THE INPUT:
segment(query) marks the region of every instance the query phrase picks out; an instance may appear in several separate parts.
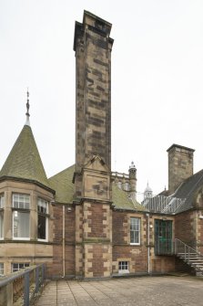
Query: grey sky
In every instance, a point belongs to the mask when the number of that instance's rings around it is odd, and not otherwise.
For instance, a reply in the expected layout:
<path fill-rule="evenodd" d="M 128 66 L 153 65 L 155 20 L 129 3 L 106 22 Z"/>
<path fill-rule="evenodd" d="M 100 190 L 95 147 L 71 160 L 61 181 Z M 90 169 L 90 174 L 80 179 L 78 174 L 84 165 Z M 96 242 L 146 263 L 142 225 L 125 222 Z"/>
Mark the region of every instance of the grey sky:
<path fill-rule="evenodd" d="M 112 170 L 133 160 L 137 191 L 167 186 L 172 143 L 194 148 L 203 168 L 202 0 L 0 0 L 3 165 L 25 122 L 47 176 L 75 163 L 75 21 L 83 10 L 113 24 Z"/>

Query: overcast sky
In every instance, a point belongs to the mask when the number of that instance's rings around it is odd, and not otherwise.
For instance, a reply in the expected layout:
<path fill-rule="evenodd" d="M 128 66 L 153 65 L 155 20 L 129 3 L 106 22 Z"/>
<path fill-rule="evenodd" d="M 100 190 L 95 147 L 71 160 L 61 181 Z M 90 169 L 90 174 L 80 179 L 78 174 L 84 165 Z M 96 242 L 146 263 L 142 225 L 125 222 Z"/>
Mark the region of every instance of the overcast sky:
<path fill-rule="evenodd" d="M 75 21 L 113 24 L 112 170 L 167 187 L 172 143 L 203 168 L 202 0 L 0 0 L 0 167 L 30 121 L 48 177 L 75 163 Z"/>

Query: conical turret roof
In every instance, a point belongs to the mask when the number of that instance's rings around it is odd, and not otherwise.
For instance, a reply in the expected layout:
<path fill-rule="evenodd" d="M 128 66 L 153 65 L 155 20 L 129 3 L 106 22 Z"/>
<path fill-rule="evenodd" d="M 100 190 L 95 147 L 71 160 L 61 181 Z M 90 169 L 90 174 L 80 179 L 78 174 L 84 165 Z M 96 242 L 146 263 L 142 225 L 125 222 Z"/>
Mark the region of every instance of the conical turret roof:
<path fill-rule="evenodd" d="M 0 178 L 31 180 L 49 187 L 49 183 L 31 130 L 25 124 L 0 171 Z"/>

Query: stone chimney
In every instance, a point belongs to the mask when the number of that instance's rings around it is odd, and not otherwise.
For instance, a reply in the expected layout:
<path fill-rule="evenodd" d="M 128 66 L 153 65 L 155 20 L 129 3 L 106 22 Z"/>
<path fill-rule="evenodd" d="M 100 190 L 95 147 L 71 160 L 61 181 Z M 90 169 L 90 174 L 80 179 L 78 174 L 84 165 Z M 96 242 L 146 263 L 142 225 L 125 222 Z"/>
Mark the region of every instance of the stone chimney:
<path fill-rule="evenodd" d="M 136 200 L 137 169 L 133 162 L 131 163 L 128 171 L 129 171 L 130 196 L 132 199 Z"/>
<path fill-rule="evenodd" d="M 193 153 L 195 150 L 178 144 L 172 144 L 168 153 L 168 195 L 193 174 Z"/>

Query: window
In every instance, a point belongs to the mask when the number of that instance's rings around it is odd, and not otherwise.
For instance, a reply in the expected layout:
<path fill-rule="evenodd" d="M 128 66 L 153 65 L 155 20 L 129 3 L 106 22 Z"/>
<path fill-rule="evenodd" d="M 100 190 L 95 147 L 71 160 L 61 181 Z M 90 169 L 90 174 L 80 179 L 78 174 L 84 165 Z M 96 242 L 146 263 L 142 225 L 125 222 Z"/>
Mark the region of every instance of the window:
<path fill-rule="evenodd" d="M 47 240 L 47 228 L 48 228 L 48 202 L 41 198 L 38 199 L 37 205 L 38 211 L 38 235 L 39 240 Z"/>
<path fill-rule="evenodd" d="M 4 206 L 5 206 L 5 196 L 4 195 L 0 195 L 0 239 L 3 239 L 4 233 Z"/>
<path fill-rule="evenodd" d="M 4 263 L 0 262 L 0 277 L 4 276 Z"/>
<path fill-rule="evenodd" d="M 129 191 L 129 183 L 125 183 L 125 190 Z"/>
<path fill-rule="evenodd" d="M 13 237 L 29 239 L 30 237 L 30 196 L 13 195 Z"/>
<path fill-rule="evenodd" d="M 132 245 L 140 244 L 140 218 L 139 217 L 130 218 L 130 244 Z"/>
<path fill-rule="evenodd" d="M 29 263 L 13 263 L 12 272 L 19 271 L 21 269 L 28 268 L 29 266 Z"/>
<path fill-rule="evenodd" d="M 118 262 L 118 272 L 119 273 L 129 273 L 129 263 L 128 261 L 119 261 Z"/>

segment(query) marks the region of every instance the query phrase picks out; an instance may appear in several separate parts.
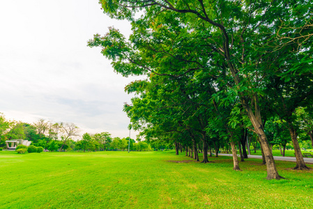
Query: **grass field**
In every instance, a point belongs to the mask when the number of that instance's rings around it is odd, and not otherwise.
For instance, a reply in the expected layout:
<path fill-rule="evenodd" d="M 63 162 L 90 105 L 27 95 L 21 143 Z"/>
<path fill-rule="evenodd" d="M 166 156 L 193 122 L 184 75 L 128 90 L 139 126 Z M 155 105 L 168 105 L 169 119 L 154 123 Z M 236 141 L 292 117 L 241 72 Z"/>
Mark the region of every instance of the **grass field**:
<path fill-rule="evenodd" d="M 242 171 L 229 157 L 177 163 L 190 160 L 172 151 L 0 151 L 0 208 L 313 208 L 313 171 L 291 170 L 294 163 L 277 162 L 287 179 L 267 180 L 261 160 L 241 163 Z"/>
<path fill-rule="evenodd" d="M 301 150 L 301 152 L 302 152 L 302 153 L 311 153 L 311 154 L 313 155 L 313 153 L 312 153 L 312 150 Z M 257 150 L 256 153 L 254 153 L 254 150 L 251 150 L 250 153 L 251 153 L 251 155 L 262 155 L 261 153 L 261 150 Z M 273 155 L 274 155 L 274 156 L 282 156 L 280 154 L 280 150 L 274 150 L 272 151 L 272 153 L 273 153 Z M 286 150 L 285 153 L 284 153 L 284 156 L 285 157 L 295 157 L 294 150 Z"/>

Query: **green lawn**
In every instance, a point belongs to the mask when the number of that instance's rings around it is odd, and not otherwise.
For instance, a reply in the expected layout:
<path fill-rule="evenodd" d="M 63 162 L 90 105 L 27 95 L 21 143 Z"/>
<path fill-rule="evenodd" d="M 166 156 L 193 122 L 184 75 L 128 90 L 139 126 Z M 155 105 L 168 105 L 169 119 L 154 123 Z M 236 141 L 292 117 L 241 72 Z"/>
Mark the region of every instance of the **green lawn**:
<path fill-rule="evenodd" d="M 293 171 L 267 180 L 261 161 L 229 157 L 213 163 L 170 152 L 41 153 L 0 151 L 1 208 L 310 208 L 313 171 Z M 312 165 L 309 165 L 313 168 Z"/>
<path fill-rule="evenodd" d="M 313 153 L 312 152 L 310 152 L 310 151 L 312 151 L 312 150 L 301 150 L 301 152 L 303 153 L 311 153 L 311 154 L 313 155 Z M 257 153 L 254 153 L 254 150 L 250 150 L 250 153 L 251 153 L 251 155 L 262 155 L 261 153 L 261 150 L 257 150 Z M 273 155 L 274 155 L 274 156 L 282 156 L 280 154 L 280 150 L 274 150 L 272 151 L 272 153 L 273 153 Z M 295 157 L 295 155 L 294 155 L 294 150 L 286 150 L 285 152 L 284 152 L 284 156 L 285 157 Z"/>

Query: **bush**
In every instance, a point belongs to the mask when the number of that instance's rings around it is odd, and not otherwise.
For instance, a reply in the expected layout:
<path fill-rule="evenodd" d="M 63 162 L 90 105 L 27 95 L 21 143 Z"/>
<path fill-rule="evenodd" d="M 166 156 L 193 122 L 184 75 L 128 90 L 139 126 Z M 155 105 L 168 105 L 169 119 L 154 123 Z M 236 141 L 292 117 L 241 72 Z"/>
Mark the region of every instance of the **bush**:
<path fill-rule="evenodd" d="M 43 152 L 43 147 L 42 147 L 42 146 L 38 146 L 38 147 L 37 148 L 37 153 L 42 153 L 42 152 Z"/>
<path fill-rule="evenodd" d="M 27 148 L 27 151 L 31 153 L 36 153 L 37 152 L 37 148 L 36 146 L 34 146 L 33 145 L 30 145 L 29 146 L 29 148 Z"/>
<path fill-rule="evenodd" d="M 16 147 L 15 151 L 17 151 L 18 149 L 26 149 L 27 150 L 27 146 L 24 144 L 20 144 L 19 146 L 17 146 Z"/>
<path fill-rule="evenodd" d="M 17 149 L 16 151 L 19 154 L 25 154 L 25 153 L 27 152 L 27 150 L 26 148 L 20 148 Z"/>

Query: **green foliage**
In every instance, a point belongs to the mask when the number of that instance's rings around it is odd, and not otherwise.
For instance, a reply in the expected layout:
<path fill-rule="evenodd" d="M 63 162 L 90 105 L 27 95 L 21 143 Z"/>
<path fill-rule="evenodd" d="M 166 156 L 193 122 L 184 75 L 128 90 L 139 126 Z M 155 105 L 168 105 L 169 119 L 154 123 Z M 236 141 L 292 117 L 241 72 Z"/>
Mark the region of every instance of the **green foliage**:
<path fill-rule="evenodd" d="M 47 148 L 48 145 L 47 144 L 47 141 L 45 139 L 38 139 L 38 142 L 36 143 L 36 146 L 41 146 L 44 148 Z"/>
<path fill-rule="evenodd" d="M 31 153 L 37 153 L 37 148 L 33 145 L 30 145 L 27 148 L 27 152 Z"/>
<path fill-rule="evenodd" d="M 43 147 L 42 146 L 37 147 L 37 153 L 42 153 L 42 152 L 43 152 Z"/>
<path fill-rule="evenodd" d="M 15 150 L 17 150 L 18 149 L 22 149 L 22 148 L 27 149 L 27 146 L 26 145 L 24 145 L 24 144 L 17 145 L 17 146 L 15 148 Z"/>
<path fill-rule="evenodd" d="M 59 149 L 59 143 L 56 140 L 52 140 L 47 144 L 47 150 L 49 151 L 56 151 Z"/>
<path fill-rule="evenodd" d="M 19 154 L 25 154 L 27 152 L 27 149 L 26 149 L 26 148 L 20 148 L 20 149 L 16 150 L 16 151 Z"/>

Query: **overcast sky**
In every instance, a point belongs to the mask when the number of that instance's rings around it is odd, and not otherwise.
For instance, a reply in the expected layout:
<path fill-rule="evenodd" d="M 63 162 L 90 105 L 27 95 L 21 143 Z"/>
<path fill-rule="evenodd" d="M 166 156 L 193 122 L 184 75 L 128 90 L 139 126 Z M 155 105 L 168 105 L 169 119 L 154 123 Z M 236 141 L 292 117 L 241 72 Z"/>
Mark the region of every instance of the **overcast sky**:
<path fill-rule="evenodd" d="M 125 86 L 136 77 L 113 71 L 93 34 L 128 22 L 111 20 L 98 0 L 0 1 L 0 112 L 7 119 L 74 123 L 82 132 L 126 137 Z M 132 138 L 135 132 L 132 132 Z"/>

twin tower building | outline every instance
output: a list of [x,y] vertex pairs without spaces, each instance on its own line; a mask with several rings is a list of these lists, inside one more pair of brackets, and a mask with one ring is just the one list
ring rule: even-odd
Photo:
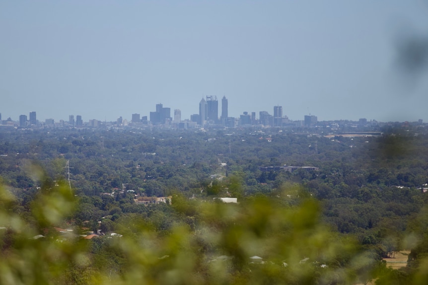
[[221,99],[221,116],[218,117],[218,101],[217,96],[207,96],[199,102],[199,114],[191,116],[190,120],[197,122],[203,127],[207,124],[227,124],[227,99],[223,96]]

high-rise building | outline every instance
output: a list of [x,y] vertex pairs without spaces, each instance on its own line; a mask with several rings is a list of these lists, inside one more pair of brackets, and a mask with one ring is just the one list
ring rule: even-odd
[[174,122],[178,123],[181,121],[181,110],[175,109],[174,110]]
[[[0,118],[1,119],[1,118]],[[37,120],[36,119],[36,112],[30,112],[30,124],[36,125],[37,124]]]
[[76,126],[80,128],[83,126],[83,121],[82,120],[82,116],[80,115],[76,116]]
[[261,124],[265,126],[272,126],[274,124],[274,116],[267,111],[260,111],[259,115]]
[[217,96],[207,96],[207,119],[215,123],[218,119],[218,101],[217,101]]
[[74,115],[69,116],[69,124],[71,126],[74,126]]
[[283,126],[283,107],[274,106],[274,126]]
[[204,126],[207,121],[208,115],[208,105],[207,101],[202,97],[202,100],[199,102],[199,116],[201,120],[198,123],[201,126]]
[[132,122],[139,123],[141,120],[140,119],[140,114],[132,114]]
[[152,124],[160,123],[160,112],[150,112],[150,121]]
[[19,116],[19,126],[21,127],[27,126],[27,115],[20,115]]

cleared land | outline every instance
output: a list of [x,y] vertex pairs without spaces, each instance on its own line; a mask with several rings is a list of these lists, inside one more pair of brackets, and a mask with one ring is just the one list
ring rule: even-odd
[[386,261],[386,266],[393,269],[398,269],[402,267],[405,267],[407,265],[407,258],[410,251],[403,250],[403,251],[396,252],[395,256],[393,258],[384,258]]

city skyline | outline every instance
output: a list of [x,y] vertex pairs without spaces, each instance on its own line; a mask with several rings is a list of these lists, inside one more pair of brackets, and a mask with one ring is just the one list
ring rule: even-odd
[[[215,99],[216,100],[216,98]],[[211,97],[210,100],[212,100]],[[171,123],[176,124],[183,121],[194,121],[197,122],[197,124],[202,127],[203,127],[204,125],[207,124],[211,125],[222,125],[224,126],[229,126],[227,122],[227,119],[225,120],[223,119],[223,115],[227,114],[228,112],[227,101],[227,99],[225,98],[225,96],[223,96],[222,99],[222,109],[220,113],[221,115],[219,116],[218,115],[218,110],[217,107],[217,109],[215,110],[217,112],[217,119],[211,120],[208,119],[208,104],[207,103],[207,101],[203,97],[199,103],[199,113],[193,114],[188,118],[182,117],[181,110],[177,109],[173,109],[174,117],[171,117],[170,116],[171,108],[169,107],[164,107],[162,104],[158,103],[155,105],[155,111],[149,112],[149,115],[144,115],[144,114],[143,114],[143,115],[142,115],[140,114],[135,113],[130,114],[129,117],[126,116],[126,115],[124,114],[124,115],[119,116],[115,119],[112,120],[103,120],[99,119],[99,118],[93,117],[93,116],[88,117],[87,120],[84,120],[82,119],[82,115],[79,114],[76,115],[76,118],[75,120],[74,114],[68,115],[69,118],[68,120],[62,118],[59,119],[58,118],[53,118],[52,117],[50,117],[43,119],[39,119],[38,116],[36,117],[36,111],[31,111],[29,112],[28,114],[29,114],[29,116],[27,116],[25,114],[22,114],[19,115],[17,115],[18,116],[18,118],[15,120],[11,118],[10,116],[6,118],[3,116],[2,118],[2,113],[1,112],[0,112],[0,125],[1,125],[2,121],[6,121],[10,119],[12,121],[17,122],[20,127],[29,126],[32,125],[36,125],[37,124],[41,124],[43,123],[45,124],[53,124],[54,122],[58,123],[60,121],[63,121],[65,122],[67,122],[69,125],[79,127],[83,126],[84,122],[89,123],[89,124],[91,124],[91,123],[93,124],[93,123],[91,122],[91,121],[97,121],[99,123],[103,121],[109,122],[116,121],[118,124],[120,125],[122,124],[123,122],[125,121],[128,122],[128,123],[144,122],[145,122],[146,123],[147,122],[150,122],[151,124],[160,125],[165,124],[167,123],[167,124],[169,124]],[[224,109],[224,107],[225,107],[225,110]],[[256,116],[256,112],[248,112],[247,111],[243,111],[239,116],[237,117],[227,117],[227,118],[236,120],[236,121],[239,122],[239,124],[242,124],[242,122],[243,121],[248,121],[249,122],[249,123],[255,124],[255,121],[257,119],[257,122],[255,124],[261,124],[273,127],[285,126],[289,122],[297,121],[302,122],[303,125],[307,126],[314,126],[315,125],[315,124],[317,121],[332,121],[340,120],[359,121],[360,123],[361,122],[365,122],[365,123],[366,123],[367,122],[371,120],[379,122],[394,121],[419,121],[419,122],[422,123],[424,121],[423,119],[422,118],[419,118],[415,120],[414,121],[384,121],[371,119],[367,120],[367,118],[364,118],[362,117],[358,118],[357,120],[353,120],[346,118],[342,119],[337,118],[332,120],[320,120],[318,119],[317,116],[311,114],[304,114],[302,115],[302,117],[300,118],[291,119],[289,119],[286,114],[283,113],[283,107],[282,106],[278,105],[275,105],[273,106],[272,108],[273,109],[271,110],[272,112],[270,112],[269,111],[258,111],[259,115],[258,117]],[[203,116],[205,116],[205,119],[203,121],[201,120],[201,118],[203,117],[203,116],[201,116],[201,114],[203,115]],[[196,117],[196,118],[195,118],[195,117],[194,116],[198,116]],[[45,122],[43,123],[43,122]],[[244,124],[246,123],[244,123]]]
[[426,1],[329,2],[2,1],[1,112],[428,120]]

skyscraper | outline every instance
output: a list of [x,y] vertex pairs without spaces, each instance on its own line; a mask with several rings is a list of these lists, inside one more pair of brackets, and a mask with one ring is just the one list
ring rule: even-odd
[[201,121],[199,122],[199,124],[201,126],[204,126],[205,122],[207,121],[208,115],[208,105],[207,104],[207,101],[202,97],[202,100],[199,102],[199,116],[201,118]]
[[274,106],[274,126],[283,125],[283,107]]
[[221,99],[221,120],[224,122],[227,119],[227,99],[226,96],[223,96]]
[[76,126],[77,127],[83,126],[83,121],[82,120],[82,116],[80,115],[76,116]]
[[36,119],[36,112],[30,112],[30,124],[35,125],[37,123],[37,120]]
[[265,126],[272,126],[273,124],[274,117],[267,111],[260,111],[259,113],[259,119],[260,123]]
[[69,124],[74,126],[74,115],[70,115],[69,116]]
[[207,118],[215,123],[218,119],[218,101],[217,101],[217,96],[207,96]]
[[21,127],[27,126],[27,115],[19,116],[19,126]]

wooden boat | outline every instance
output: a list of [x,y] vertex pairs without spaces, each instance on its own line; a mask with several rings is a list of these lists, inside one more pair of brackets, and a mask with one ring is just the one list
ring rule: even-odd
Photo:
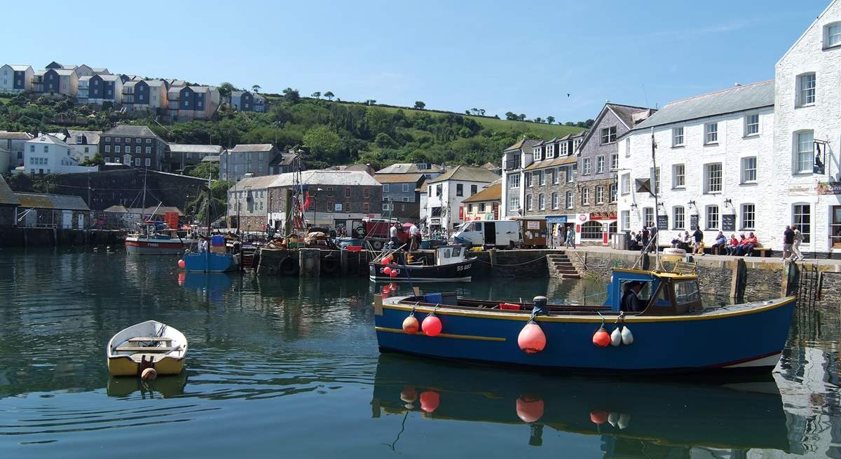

TASK BRIEF: Recast the entries, from their first line through the line containing "112 170 L 133", as a Markdown table with columns Row and Text: one numbered row per line, with blank lines skipped and the pictures left out.

RESPONSE TO THE EXERCISE:
| Row | Text |
|---|---|
| 1 | segment(query) marks the region of every instance the query phrase picks out; an instance may appear in several separate parts. |
| 2 | Query: grey sky |
| 3 | In every instance, a point belongs to the mask when the number of that instance's rings around it is odd, and not otherwise. |
| 4 | For instance, a reply in the expected layout: |
| 5 | <path fill-rule="evenodd" d="M 128 66 L 153 65 L 155 20 L 129 3 L 106 22 Z"/> |
| 6 | <path fill-rule="evenodd" d="M 100 190 L 95 147 L 71 160 L 61 181 Z M 90 169 L 90 174 L 80 179 L 78 174 L 84 165 Z M 96 242 L 146 263 L 142 225 L 125 222 Z"/> |
| 7 | Mark the region of every instance of the grey sky: |
| 8 | <path fill-rule="evenodd" d="M 112 170 L 133 160 L 137 191 L 167 186 L 172 143 L 194 148 L 203 168 L 202 0 L 0 0 L 3 165 L 25 122 L 47 176 L 75 163 L 75 21 L 83 10 L 113 24 Z"/> |